:: The data ::

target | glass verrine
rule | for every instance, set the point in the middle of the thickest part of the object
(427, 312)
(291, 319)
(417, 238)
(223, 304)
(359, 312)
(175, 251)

:: Work required ::
All lines from the one that contains "rule | for every" through the end of the listing above should be copied exactly, with nothing else.

:: Result of the task ::
rule | for every instance, set the point in the middle of the thickest part of the object
(427, 312)
(291, 319)
(417, 238)
(223, 304)
(359, 312)
(175, 251)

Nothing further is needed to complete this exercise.